● **Text under study**
---*---

In all of the patients described here, the onset of onychophagia occurred in childhood, similarly to the most OCD cases. In some patients onychophagia seems not to be an isolated problem, but may co-occur with other psychopathological symptoms or mental disorders. In the first patient described here, comorbidity with panic disorder and OCD was diagnosed, while in the third case comorbidity of onychophagia, acne excoriée and panic disorder was found. In the latter case, both, onychophagia and acne excoriée should be considered as entities belonging to the obsessive-compulsive spectrum disorder.

Clomipramine appeared to be an effective, safe and well-tolerated agent to control symptoms of OCD and onychophagia in our first patient. Serotonin re-uptake inhibitors (SRIs), such as clomipramine or sertraline (as was reported in the second case), which are used in the treatment of OCD, may also be considered a good treatment option in onychophagia. Other authors also considered SRIs as effective therapy for onychophagia (11, 17). In addition, SRIs were documented to be effective in other psychodermatoses, such as trichotillomania or body dysmorphic disorder (18, 19). It has been suggested that pharmacotherapy is effective in approximately 60–70% of patients with onychophagia (11). On the other hand, behavioural therapy, including self-monitoring and habit reversal also resulted in a short-term reduction in nail biting behaviour (20).

Based on the cases described here, we conclude that onychophagia cannot be considered as only a dermatological or a cosmetic problem, and that patients with severe forms of nail biting should be examined by psychiatrists. Psychiatric evaluation of co-occurring psychopathological symptoms in these patients, especially those with chronic, severe or complicated onychophagia, may be helpful in making a choice of individual therapy.

---*---

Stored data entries
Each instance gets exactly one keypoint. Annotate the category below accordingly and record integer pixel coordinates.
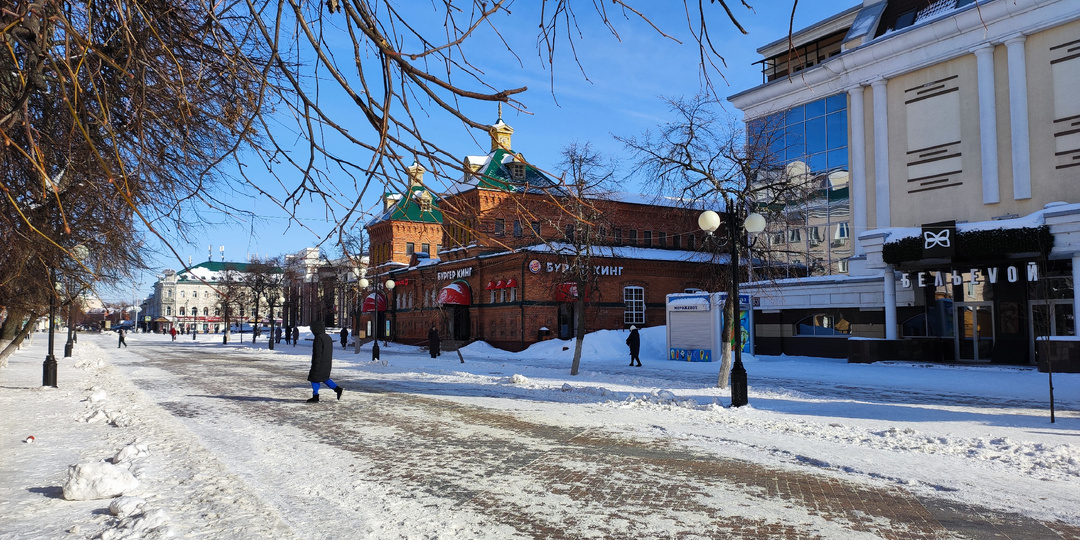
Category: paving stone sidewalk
(554, 482)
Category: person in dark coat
(634, 341)
(322, 358)
(433, 341)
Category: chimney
(415, 174)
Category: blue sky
(620, 93)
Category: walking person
(433, 341)
(322, 358)
(634, 341)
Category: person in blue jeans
(322, 358)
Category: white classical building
(952, 132)
(190, 300)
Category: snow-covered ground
(973, 434)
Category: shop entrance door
(974, 331)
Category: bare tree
(231, 297)
(706, 160)
(588, 179)
(264, 280)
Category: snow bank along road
(235, 453)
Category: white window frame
(633, 298)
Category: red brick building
(493, 260)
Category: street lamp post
(79, 253)
(754, 224)
(49, 367)
(390, 285)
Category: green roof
(407, 208)
(217, 267)
(495, 175)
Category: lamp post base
(739, 386)
(49, 372)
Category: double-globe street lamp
(753, 223)
(390, 285)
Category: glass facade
(813, 233)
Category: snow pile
(90, 362)
(148, 525)
(125, 507)
(132, 451)
(664, 399)
(97, 481)
(97, 395)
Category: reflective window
(811, 139)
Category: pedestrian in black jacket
(634, 340)
(433, 341)
(322, 358)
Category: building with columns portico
(960, 164)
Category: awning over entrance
(456, 294)
(373, 300)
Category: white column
(987, 123)
(858, 169)
(880, 152)
(1017, 118)
(1076, 289)
(890, 302)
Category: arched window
(633, 297)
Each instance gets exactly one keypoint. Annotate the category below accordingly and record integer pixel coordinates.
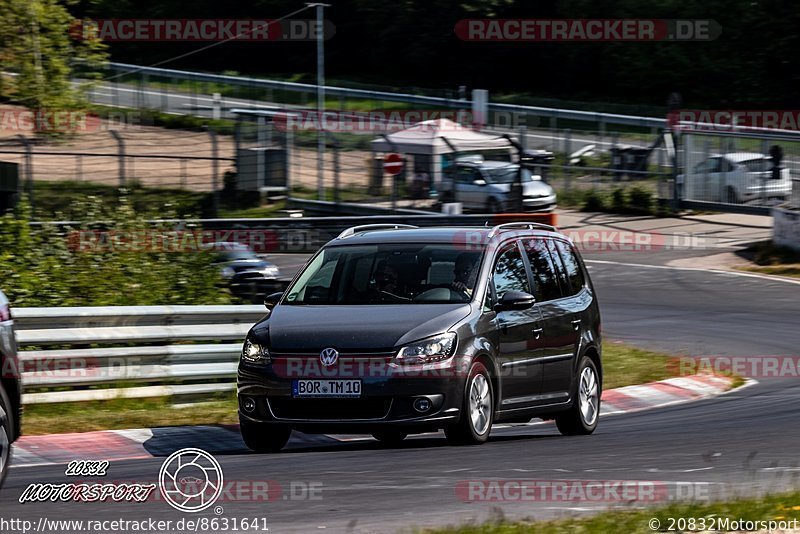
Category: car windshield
(236, 255)
(507, 175)
(757, 165)
(388, 274)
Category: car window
(509, 272)
(560, 270)
(546, 285)
(572, 266)
(467, 175)
(402, 273)
(726, 165)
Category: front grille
(330, 409)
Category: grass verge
(778, 507)
(772, 259)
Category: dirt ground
(155, 157)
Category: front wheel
(582, 417)
(6, 433)
(477, 411)
(264, 437)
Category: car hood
(248, 265)
(366, 328)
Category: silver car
(736, 177)
(9, 387)
(486, 186)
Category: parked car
(735, 178)
(10, 390)
(486, 186)
(249, 276)
(402, 330)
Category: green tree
(40, 43)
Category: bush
(593, 201)
(641, 200)
(48, 265)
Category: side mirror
(515, 300)
(270, 301)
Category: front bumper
(387, 398)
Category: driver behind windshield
(464, 273)
(384, 279)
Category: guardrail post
(212, 135)
(28, 178)
(121, 145)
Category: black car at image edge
(392, 330)
(10, 390)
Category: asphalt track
(739, 443)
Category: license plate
(326, 388)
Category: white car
(486, 186)
(735, 177)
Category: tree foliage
(40, 44)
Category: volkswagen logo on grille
(328, 356)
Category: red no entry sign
(393, 164)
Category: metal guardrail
(167, 350)
(346, 92)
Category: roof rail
(369, 227)
(525, 225)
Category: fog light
(248, 404)
(422, 404)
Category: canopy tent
(436, 137)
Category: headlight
(254, 353)
(432, 349)
(271, 271)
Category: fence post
(289, 139)
(26, 143)
(214, 171)
(567, 152)
(260, 151)
(336, 169)
(121, 144)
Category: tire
(390, 437)
(7, 426)
(263, 437)
(583, 415)
(477, 409)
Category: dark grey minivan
(392, 329)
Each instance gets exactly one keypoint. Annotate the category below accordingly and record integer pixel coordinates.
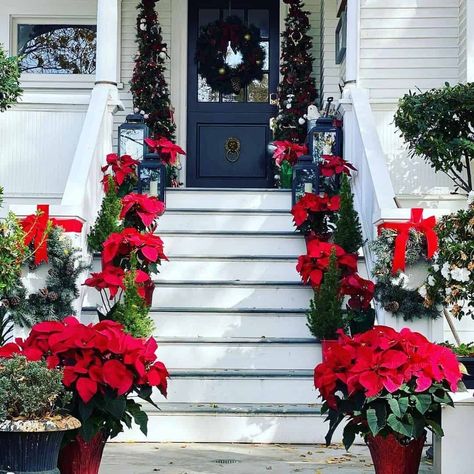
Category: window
(62, 48)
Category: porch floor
(179, 458)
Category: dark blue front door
(220, 124)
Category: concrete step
(214, 323)
(231, 423)
(239, 353)
(241, 386)
(249, 199)
(229, 220)
(242, 296)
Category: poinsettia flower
(288, 151)
(147, 208)
(360, 290)
(315, 263)
(332, 165)
(167, 149)
(122, 167)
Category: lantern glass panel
(151, 180)
(132, 140)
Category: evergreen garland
(297, 89)
(108, 220)
(54, 302)
(148, 85)
(326, 315)
(348, 232)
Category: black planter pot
(468, 362)
(28, 453)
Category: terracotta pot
(326, 345)
(83, 457)
(391, 457)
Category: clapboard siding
(412, 43)
(330, 71)
(462, 41)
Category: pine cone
(43, 293)
(14, 301)
(392, 306)
(53, 296)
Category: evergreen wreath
(211, 52)
(390, 290)
(54, 301)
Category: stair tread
(236, 408)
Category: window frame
(33, 80)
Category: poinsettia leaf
(348, 436)
(423, 402)
(398, 426)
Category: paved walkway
(235, 459)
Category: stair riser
(241, 390)
(225, 270)
(230, 222)
(233, 429)
(265, 356)
(249, 200)
(223, 297)
(220, 246)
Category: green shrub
(437, 125)
(30, 390)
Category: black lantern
(325, 138)
(152, 176)
(132, 136)
(305, 178)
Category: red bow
(426, 226)
(35, 227)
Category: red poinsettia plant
(123, 173)
(288, 151)
(315, 263)
(316, 214)
(141, 211)
(168, 150)
(384, 382)
(104, 368)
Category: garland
(391, 290)
(213, 46)
(54, 301)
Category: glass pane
(261, 19)
(208, 15)
(233, 12)
(57, 49)
(240, 97)
(258, 91)
(205, 93)
(266, 47)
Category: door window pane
(261, 19)
(57, 49)
(258, 90)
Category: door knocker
(232, 149)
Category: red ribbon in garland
(426, 226)
(35, 227)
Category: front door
(228, 133)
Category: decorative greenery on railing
(438, 125)
(10, 89)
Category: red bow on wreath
(425, 226)
(35, 227)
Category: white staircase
(230, 321)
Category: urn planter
(32, 446)
(391, 457)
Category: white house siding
(330, 71)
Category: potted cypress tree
(32, 417)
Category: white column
(470, 40)
(352, 41)
(107, 41)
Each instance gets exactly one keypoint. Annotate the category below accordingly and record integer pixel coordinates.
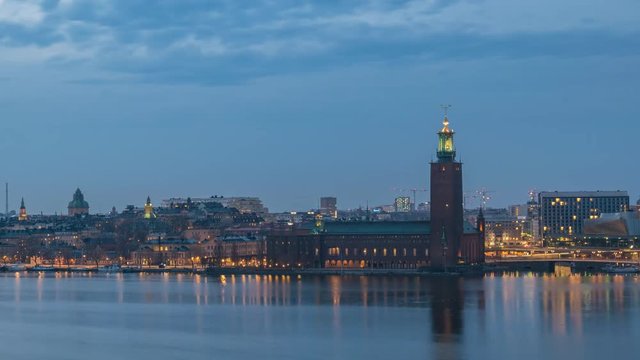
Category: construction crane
(413, 194)
(484, 196)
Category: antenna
(445, 108)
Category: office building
(402, 204)
(562, 214)
(329, 206)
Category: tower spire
(446, 150)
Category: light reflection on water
(528, 316)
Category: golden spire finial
(445, 122)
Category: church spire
(22, 216)
(446, 149)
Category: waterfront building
(78, 206)
(447, 214)
(562, 214)
(23, 212)
(619, 230)
(402, 204)
(329, 206)
(245, 205)
(441, 243)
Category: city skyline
(269, 102)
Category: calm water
(527, 316)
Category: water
(127, 316)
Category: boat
(621, 269)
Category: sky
(293, 100)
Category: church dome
(78, 201)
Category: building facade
(442, 243)
(402, 204)
(329, 206)
(562, 214)
(78, 206)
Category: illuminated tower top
(22, 216)
(446, 149)
(148, 209)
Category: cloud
(21, 12)
(201, 39)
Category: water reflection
(447, 304)
(438, 318)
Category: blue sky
(292, 100)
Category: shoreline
(462, 271)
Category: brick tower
(446, 203)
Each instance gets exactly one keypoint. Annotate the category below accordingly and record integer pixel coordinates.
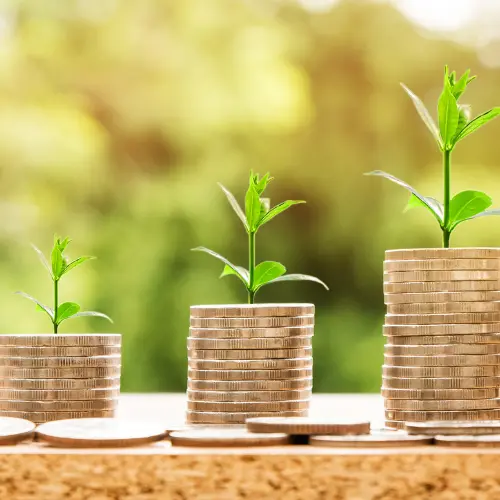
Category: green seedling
(257, 213)
(455, 124)
(60, 266)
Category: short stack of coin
(249, 361)
(442, 329)
(54, 377)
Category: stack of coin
(54, 377)
(249, 361)
(442, 328)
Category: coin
(248, 406)
(250, 375)
(251, 310)
(436, 350)
(250, 385)
(253, 343)
(308, 426)
(442, 405)
(446, 307)
(257, 364)
(60, 340)
(447, 428)
(441, 394)
(259, 322)
(441, 286)
(242, 396)
(15, 430)
(196, 417)
(399, 383)
(251, 333)
(440, 371)
(226, 438)
(441, 265)
(442, 319)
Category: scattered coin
(226, 438)
(99, 433)
(307, 426)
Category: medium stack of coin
(54, 377)
(442, 329)
(249, 361)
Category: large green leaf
(424, 115)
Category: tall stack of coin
(54, 377)
(442, 328)
(249, 361)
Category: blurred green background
(118, 118)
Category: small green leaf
(66, 310)
(267, 271)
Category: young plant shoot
(257, 213)
(455, 124)
(60, 266)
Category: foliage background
(118, 118)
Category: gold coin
(226, 438)
(83, 372)
(441, 308)
(197, 417)
(455, 383)
(253, 343)
(250, 375)
(442, 319)
(441, 265)
(441, 297)
(438, 350)
(51, 340)
(256, 364)
(424, 416)
(249, 354)
(441, 394)
(441, 286)
(440, 371)
(250, 385)
(259, 322)
(244, 396)
(442, 253)
(442, 405)
(71, 362)
(251, 333)
(15, 430)
(251, 310)
(99, 433)
(30, 406)
(58, 395)
(308, 425)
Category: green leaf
(267, 271)
(477, 122)
(236, 269)
(467, 204)
(43, 307)
(424, 115)
(66, 310)
(235, 205)
(432, 205)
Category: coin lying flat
(226, 438)
(251, 310)
(308, 426)
(15, 430)
(253, 343)
(99, 433)
(249, 375)
(455, 383)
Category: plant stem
(446, 198)
(251, 266)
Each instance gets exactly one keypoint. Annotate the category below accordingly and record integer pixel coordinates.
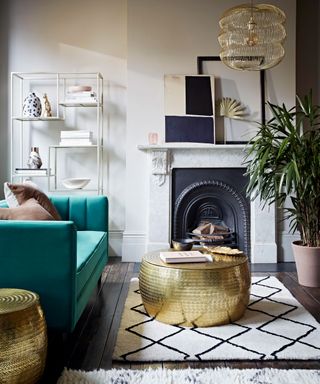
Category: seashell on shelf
(231, 108)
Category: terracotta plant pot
(308, 264)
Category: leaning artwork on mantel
(189, 108)
(239, 100)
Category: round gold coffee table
(23, 337)
(195, 294)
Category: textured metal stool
(23, 337)
(195, 294)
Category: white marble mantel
(163, 158)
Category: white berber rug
(191, 376)
(275, 326)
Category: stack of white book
(31, 171)
(84, 97)
(76, 138)
(183, 257)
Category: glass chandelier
(251, 36)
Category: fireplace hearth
(258, 223)
(215, 196)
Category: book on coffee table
(183, 257)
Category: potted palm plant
(283, 162)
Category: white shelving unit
(23, 129)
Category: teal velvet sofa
(62, 261)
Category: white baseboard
(133, 246)
(115, 242)
(264, 253)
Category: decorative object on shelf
(251, 36)
(47, 106)
(80, 94)
(283, 164)
(234, 85)
(153, 138)
(34, 161)
(32, 106)
(75, 183)
(189, 109)
(81, 146)
(79, 88)
(231, 108)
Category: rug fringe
(191, 376)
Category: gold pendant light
(251, 36)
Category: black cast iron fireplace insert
(215, 195)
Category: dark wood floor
(91, 344)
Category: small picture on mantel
(189, 108)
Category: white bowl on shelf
(75, 183)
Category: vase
(32, 106)
(34, 161)
(308, 264)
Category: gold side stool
(23, 337)
(195, 294)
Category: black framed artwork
(189, 108)
(246, 88)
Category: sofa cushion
(29, 210)
(91, 246)
(24, 192)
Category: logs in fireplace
(214, 200)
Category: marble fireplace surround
(163, 158)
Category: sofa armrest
(41, 256)
(87, 212)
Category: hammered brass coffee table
(195, 294)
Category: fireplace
(258, 233)
(211, 195)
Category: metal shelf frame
(21, 84)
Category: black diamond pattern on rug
(275, 326)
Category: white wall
(80, 36)
(133, 43)
(165, 37)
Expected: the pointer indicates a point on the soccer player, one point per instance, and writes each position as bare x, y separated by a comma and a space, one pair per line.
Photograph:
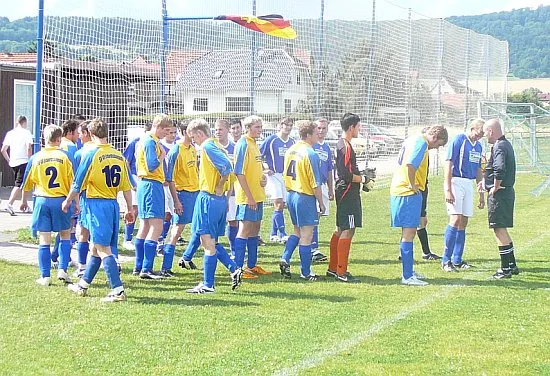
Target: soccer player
327, 182
130, 155
249, 197
19, 143
103, 171
273, 151
50, 172
462, 165
150, 196
349, 214
408, 181
211, 207
499, 179
183, 177
303, 182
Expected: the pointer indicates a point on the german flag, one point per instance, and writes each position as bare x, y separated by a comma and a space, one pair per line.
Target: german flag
272, 24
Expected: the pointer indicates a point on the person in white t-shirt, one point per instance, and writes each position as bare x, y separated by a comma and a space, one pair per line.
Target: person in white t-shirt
19, 143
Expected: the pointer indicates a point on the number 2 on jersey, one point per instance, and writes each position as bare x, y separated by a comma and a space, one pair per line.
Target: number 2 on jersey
291, 170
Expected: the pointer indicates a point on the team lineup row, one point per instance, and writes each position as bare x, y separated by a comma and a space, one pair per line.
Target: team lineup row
229, 189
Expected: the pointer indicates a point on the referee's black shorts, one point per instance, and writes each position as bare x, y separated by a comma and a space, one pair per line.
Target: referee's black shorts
501, 208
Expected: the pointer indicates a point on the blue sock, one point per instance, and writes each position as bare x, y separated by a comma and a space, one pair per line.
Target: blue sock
305, 259
450, 240
290, 246
210, 263
168, 258
458, 250
82, 249
64, 254
223, 256
44, 260
91, 269
150, 251
194, 244
315, 239
407, 258
129, 232
55, 251
140, 252
111, 269
232, 235
252, 245
240, 249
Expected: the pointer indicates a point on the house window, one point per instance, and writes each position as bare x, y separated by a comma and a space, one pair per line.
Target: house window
238, 104
200, 104
23, 102
288, 106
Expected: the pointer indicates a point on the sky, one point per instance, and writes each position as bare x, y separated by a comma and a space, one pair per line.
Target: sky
343, 9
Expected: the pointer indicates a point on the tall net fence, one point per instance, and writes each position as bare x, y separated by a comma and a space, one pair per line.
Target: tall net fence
398, 70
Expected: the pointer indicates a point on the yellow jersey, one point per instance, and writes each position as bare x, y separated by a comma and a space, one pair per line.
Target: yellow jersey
50, 172
103, 172
182, 167
301, 169
248, 162
413, 152
148, 164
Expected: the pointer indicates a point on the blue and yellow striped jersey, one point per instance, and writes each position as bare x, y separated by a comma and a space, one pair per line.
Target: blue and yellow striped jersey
414, 152
147, 158
301, 172
182, 167
50, 172
104, 172
248, 162
215, 164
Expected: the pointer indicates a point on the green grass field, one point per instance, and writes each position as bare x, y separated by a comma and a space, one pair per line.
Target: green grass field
461, 323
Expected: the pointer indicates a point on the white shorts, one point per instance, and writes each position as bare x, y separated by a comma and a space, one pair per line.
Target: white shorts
326, 202
463, 190
275, 187
168, 200
232, 209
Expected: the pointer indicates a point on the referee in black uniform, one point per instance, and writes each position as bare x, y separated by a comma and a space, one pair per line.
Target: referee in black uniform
499, 179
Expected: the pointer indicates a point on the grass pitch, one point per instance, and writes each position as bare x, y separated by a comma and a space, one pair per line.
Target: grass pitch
462, 323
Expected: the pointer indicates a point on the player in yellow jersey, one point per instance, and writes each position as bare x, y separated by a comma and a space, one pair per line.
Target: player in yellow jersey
103, 172
249, 197
183, 178
302, 179
50, 173
150, 156
211, 206
408, 182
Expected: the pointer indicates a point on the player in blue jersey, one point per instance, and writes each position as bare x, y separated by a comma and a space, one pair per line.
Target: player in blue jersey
130, 155
462, 166
150, 156
50, 173
103, 173
211, 206
273, 151
327, 182
303, 182
409, 179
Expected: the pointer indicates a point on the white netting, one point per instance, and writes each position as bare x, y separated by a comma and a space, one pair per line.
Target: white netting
400, 73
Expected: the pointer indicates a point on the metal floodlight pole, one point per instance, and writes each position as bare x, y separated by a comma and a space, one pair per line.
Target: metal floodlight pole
38, 92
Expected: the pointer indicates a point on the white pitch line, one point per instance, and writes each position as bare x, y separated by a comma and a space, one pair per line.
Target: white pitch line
344, 346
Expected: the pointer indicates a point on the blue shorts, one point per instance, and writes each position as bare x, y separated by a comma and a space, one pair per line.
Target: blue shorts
47, 215
209, 215
244, 213
405, 210
150, 196
302, 209
187, 200
103, 216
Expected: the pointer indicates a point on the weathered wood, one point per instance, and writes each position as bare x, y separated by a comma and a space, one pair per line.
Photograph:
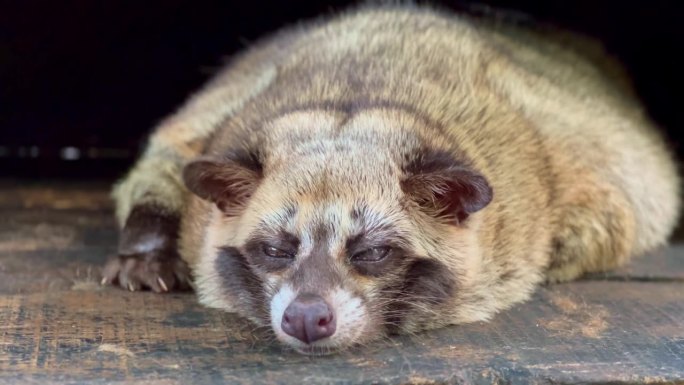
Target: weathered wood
57, 325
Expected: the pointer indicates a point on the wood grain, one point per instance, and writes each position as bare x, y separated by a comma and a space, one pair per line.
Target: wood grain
57, 325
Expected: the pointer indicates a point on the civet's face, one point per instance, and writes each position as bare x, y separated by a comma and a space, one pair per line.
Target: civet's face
338, 247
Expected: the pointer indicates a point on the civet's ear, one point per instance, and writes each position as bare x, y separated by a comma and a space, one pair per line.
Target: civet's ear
227, 181
444, 187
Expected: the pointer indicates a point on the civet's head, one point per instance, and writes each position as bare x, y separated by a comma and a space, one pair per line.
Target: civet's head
339, 240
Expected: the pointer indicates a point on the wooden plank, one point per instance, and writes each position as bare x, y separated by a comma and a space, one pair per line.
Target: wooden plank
57, 325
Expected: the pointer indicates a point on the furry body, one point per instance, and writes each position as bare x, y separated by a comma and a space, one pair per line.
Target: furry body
481, 160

---*---

● **Activity**
Print the entire text on onychophagia and its treatment, word for word. The entries play no part in what is asked here.

● **Output for this exercise**
In all of the patients described here, the onset of onychophagia occurred in childhood, similarly to the most OCD cases. In some patients onychophagia seems not to be an isolated problem, but may co-occur with other psychopathological symptoms or mental disorders. In the first patient described here, comorbidity with panic disorder and OCD was diagnosed, while in the third case comorbidity of onychophagia, acne excoriée and panic disorder was found. In the latter case, both, onychophagia and acne excoriée should be considered as entities belonging to the obsessive-compulsive spectrum disorder.

Clomipramine appeared to be an effective, safe and well-tolerated agent to control symptoms of OCD and onychophagia in our first patient. Serotonin re-uptake inhibitors (SRIs), such as clomipramine or sertraline (as was reported in the second case), which are used in the treatment of OCD, may also be considered a good treatment option in onychophagia. Other authors also considered SRIs as effective therapy for onychophagia (11, 17). In addition, SRIs were documented to be effective in other psychodermatoses, such as trichotillomania or body dysmorphic disorder (18, 19). It has been suggested that pharmacotherapy is effective in approximately 60–70% of patients with onychophagia (11). On the other hand, behavioural therapy, including self-monitoring and habit reversal also resulted in a short-term reduction in nail biting behaviour (20).

Based on the cases described here, we conclude that onychophagia cannot be considered as only a dermatological or a cosmetic problem, and that patients with severe forms of nail biting should be examined by psychiatrists. Psychiatric evaluation of co-occurring psychopathological symptoms in these patients, especially those with chronic, severe or complicated onychophagia, may be helpful in making a choice of individual therapy.